SCRBrain

From Shared Neural Priors to Individual Perception via Biomimetic Dual-Stream Visual Reconstruction

SCRBrain is a biomimetic fMRI-to-image reconstruction framework for recovering complex natural scenes from human brain activity. The framework follows a progressive principle: learn shared neural priors from large-scale cross-subject fMRI data, inject subject-specific perceptual information, and reconstruct images through a dual-stream generative pathway that balances semantic faithfulness with structural fidelity.

This repository contains the research code used for the SCRBrain visual reconstruction pipeline, including masked fMRI pretraining, subject-level adaptation, fMRI-to-CLIP prediction, fMRI-to-latent prediction, ridge-based latent baselines, and Versatile Diffusion reconstruction.

Highlights

Establishes a shared-priors-to-individual-perception paradigm for fMRI visual reconstruction under limited paired fMRI-image data.
※
**TASK 1:** Change "annotate" to "label" in the records, from the line with "Task: annotate every instance of the bird's wing" up to and including the last line of the records, and write out those lines again with nothing else altered.
The text and the records have no connection to each other.
※
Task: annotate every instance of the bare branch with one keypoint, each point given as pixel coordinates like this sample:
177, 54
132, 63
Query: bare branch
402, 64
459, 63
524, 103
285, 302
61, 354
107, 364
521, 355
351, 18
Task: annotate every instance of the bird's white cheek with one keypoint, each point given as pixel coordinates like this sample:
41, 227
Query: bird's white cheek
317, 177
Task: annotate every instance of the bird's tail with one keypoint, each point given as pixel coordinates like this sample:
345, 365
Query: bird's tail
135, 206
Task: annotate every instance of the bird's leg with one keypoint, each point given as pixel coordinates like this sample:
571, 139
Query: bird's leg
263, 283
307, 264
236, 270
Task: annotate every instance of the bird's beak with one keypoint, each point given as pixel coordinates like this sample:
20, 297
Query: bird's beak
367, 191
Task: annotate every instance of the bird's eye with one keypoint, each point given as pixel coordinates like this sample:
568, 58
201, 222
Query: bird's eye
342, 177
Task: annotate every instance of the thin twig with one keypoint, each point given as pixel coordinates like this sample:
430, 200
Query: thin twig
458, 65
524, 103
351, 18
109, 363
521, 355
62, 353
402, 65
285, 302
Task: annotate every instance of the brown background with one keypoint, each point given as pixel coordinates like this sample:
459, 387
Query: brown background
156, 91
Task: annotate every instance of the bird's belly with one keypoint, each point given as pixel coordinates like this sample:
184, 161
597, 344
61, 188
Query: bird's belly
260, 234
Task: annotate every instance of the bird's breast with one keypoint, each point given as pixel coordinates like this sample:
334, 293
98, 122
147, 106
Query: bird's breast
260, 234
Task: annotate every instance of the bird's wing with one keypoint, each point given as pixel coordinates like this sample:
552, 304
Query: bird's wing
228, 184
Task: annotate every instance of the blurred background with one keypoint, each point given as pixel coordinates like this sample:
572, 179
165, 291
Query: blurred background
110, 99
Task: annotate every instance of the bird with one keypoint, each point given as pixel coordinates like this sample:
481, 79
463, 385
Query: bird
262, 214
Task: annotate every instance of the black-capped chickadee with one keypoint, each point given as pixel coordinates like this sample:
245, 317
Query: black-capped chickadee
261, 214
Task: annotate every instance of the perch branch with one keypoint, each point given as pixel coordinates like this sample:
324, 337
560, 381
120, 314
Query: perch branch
※
**TASK 2:** In the SCRBrain description, which diffusion model does the repository use for image reconstruction?

**WRITTEN REPLY 1:**
Task: label every instance of the bird's wing with one keypoint, each point given as pixel coordinates like this sample:
552, 304
Query: bird's wing
228, 184
Task: label every instance of the blurred background with one keypoint, each point given as pixel coordinates like this sample:
572, 179
165, 291
Query: blurred background
110, 99
Task: label every instance of the bird with one keypoint, each point given as pixel coordinates like this sample:
481, 79
463, 385
Query: bird
262, 214
Task: label every instance of the black-capped chickadee with one keypoint, each point given as pixel coordinates like this sample:
245, 317
Query: black-capped chickadee
261, 214
Task: label every instance of the perch branch with one keypoint, each point given as pixel coordinates like this sample:
324, 337
560, 381
120, 314
Query: perch branch

**WRITTEN REPLY 2:** Versatile Diffusion.